** Opening Input data block **

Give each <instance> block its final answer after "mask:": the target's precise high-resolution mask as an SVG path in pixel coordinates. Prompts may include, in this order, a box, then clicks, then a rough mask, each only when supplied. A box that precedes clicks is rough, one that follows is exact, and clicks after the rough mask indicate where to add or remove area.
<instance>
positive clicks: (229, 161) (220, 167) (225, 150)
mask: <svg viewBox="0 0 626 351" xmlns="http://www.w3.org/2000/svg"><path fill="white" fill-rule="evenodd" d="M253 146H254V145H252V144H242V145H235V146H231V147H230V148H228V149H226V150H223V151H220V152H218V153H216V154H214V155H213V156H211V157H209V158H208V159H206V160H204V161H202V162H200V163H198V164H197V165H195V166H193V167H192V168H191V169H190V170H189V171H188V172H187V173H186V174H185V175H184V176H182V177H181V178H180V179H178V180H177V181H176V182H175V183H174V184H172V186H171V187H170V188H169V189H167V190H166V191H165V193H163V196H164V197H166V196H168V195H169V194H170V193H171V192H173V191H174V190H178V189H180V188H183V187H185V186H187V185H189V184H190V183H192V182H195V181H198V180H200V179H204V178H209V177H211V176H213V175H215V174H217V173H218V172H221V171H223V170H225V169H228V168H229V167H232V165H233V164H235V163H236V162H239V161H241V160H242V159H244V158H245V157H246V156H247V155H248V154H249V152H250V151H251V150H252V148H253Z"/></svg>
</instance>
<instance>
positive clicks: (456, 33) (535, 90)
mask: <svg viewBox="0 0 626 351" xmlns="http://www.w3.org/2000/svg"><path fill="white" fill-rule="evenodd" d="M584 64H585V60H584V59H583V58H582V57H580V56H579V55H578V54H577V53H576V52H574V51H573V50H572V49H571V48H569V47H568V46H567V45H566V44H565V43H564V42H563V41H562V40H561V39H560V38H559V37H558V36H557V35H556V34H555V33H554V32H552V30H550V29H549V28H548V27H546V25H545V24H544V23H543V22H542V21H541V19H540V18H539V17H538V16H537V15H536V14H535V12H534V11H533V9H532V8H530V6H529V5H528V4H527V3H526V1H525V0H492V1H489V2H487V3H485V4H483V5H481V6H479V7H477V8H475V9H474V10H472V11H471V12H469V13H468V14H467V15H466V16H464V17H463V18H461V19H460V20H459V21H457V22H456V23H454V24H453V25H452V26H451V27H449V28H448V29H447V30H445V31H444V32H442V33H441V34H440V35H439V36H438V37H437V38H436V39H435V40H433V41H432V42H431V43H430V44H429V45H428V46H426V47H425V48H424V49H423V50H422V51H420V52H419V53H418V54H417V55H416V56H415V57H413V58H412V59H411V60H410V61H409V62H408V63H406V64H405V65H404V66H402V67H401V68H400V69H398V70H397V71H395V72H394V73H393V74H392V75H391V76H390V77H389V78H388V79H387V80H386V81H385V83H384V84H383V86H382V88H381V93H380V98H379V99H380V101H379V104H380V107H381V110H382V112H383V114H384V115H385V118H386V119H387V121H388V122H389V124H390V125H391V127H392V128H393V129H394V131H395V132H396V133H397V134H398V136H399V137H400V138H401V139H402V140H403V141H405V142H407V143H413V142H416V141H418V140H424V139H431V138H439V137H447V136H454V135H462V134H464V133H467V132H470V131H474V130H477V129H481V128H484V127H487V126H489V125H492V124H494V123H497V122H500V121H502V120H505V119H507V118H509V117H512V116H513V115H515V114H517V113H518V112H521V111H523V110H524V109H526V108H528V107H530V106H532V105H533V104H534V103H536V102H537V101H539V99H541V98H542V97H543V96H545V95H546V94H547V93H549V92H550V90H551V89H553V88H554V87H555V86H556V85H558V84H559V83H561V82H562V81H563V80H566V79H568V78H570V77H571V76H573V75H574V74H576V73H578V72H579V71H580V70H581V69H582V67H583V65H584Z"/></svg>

** Closing Input data block **

**Exercise:**
Each record must be reproduced exactly. Keep every one.

**Task answer:**
Give each <instance> block its final answer after "mask:": the target's precise high-resolution mask as an SVG path in pixel coordinates. Prompts may include, in this order, a box, then clicks, then a rough mask, each only when supplied. A box that precedes clicks is rough, one that follows is exact, and clicks after the rough mask indicate where to add or remove area.
<instance>
positive clicks: (229, 161) (220, 167) (225, 150)
mask: <svg viewBox="0 0 626 351" xmlns="http://www.w3.org/2000/svg"><path fill="white" fill-rule="evenodd" d="M253 146H254V145H252V144H242V145H235V146H231V147H230V148H228V149H226V150H223V151H220V152H218V153H216V154H214V155H213V156H211V157H209V158H208V159H206V160H204V161H202V162H200V163H198V164H197V165H195V166H193V167H192V168H191V169H190V170H189V171H188V172H187V173H186V174H185V175H184V176H182V177H181V178H180V179H178V180H177V181H176V182H175V183H174V184H172V186H171V187H170V188H169V189H167V190H166V191H165V193H163V196H164V197H166V196H168V195H169V194H170V193H171V192H173V191H174V190H178V189H180V188H183V187H185V186H187V185H189V184H190V183H192V182H195V181H198V180H200V179H204V178H209V177H211V176H213V175H215V174H217V173H218V172H221V171H223V170H225V169H228V168H229V167H232V165H233V164H235V163H236V162H239V161H241V160H242V159H244V158H245V157H246V156H247V155H248V154H249V152H250V151H251V150H252V148H253Z"/></svg>
</instance>
<instance>
positive clicks: (456, 33) (535, 90)
mask: <svg viewBox="0 0 626 351" xmlns="http://www.w3.org/2000/svg"><path fill="white" fill-rule="evenodd" d="M584 64H585V60H584V59H583V58H582V57H580V56H579V55H578V54H577V53H576V52H574V51H573V50H572V49H571V48H569V47H568V46H567V45H566V44H565V43H564V42H563V41H562V40H561V39H560V38H559V37H558V36H557V35H556V34H555V33H554V32H552V30H550V29H549V28H548V27H546V25H545V24H544V23H543V22H542V21H541V19H540V18H539V17H538V16H537V15H536V14H535V12H534V11H533V9H532V8H530V6H529V5H528V4H527V3H526V1H525V0H492V1H489V2H487V3H485V4H483V5H481V6H479V7H477V8H475V9H474V10H472V11H471V12H469V13H468V14H467V15H466V16H464V17H463V18H461V19H460V20H459V21H457V22H456V23H454V24H453V25H452V26H451V27H449V28H448V29H447V30H445V31H444V32H442V33H441V34H440V35H439V36H438V37H437V38H436V39H435V40H433V41H432V42H431V43H430V44H429V45H428V46H426V47H425V48H424V49H423V50H422V51H420V52H419V53H418V54H417V55H416V56H415V57H413V58H412V59H411V60H410V61H409V62H408V63H406V64H405V65H404V66H402V67H401V68H400V69H398V70H397V71H395V72H394V73H393V74H392V75H391V76H390V77H389V78H388V79H387V80H386V81H385V83H384V84H383V86H382V88H381V93H380V98H379V99H380V101H379V104H380V107H381V110H382V112H383V114H384V115H385V118H386V119H387V121H388V122H389V124H390V125H391V127H392V128H393V129H394V131H395V132H396V133H397V134H398V136H399V137H400V138H401V139H402V140H403V141H405V142H407V143H413V142H416V141H418V140H424V139H431V138H439V137H447V136H454V135H462V134H464V133H467V132H470V131H474V130H477V129H481V128H484V127H487V126H489V125H492V124H494V123H497V122H500V121H502V120H505V119H507V118H509V117H512V116H513V115H515V114H517V113H518V112H521V111H523V110H524V109H526V108H528V107H530V106H532V105H533V104H534V103H536V102H537V101H539V99H541V98H542V97H543V96H545V95H546V94H547V93H549V92H550V90H551V89H553V88H554V87H555V86H556V85H558V84H559V83H561V82H562V81H563V80H566V79H568V78H570V77H571V76H573V75H574V74H576V73H578V72H579V71H580V70H581V69H582V67H583V65H584Z"/></svg>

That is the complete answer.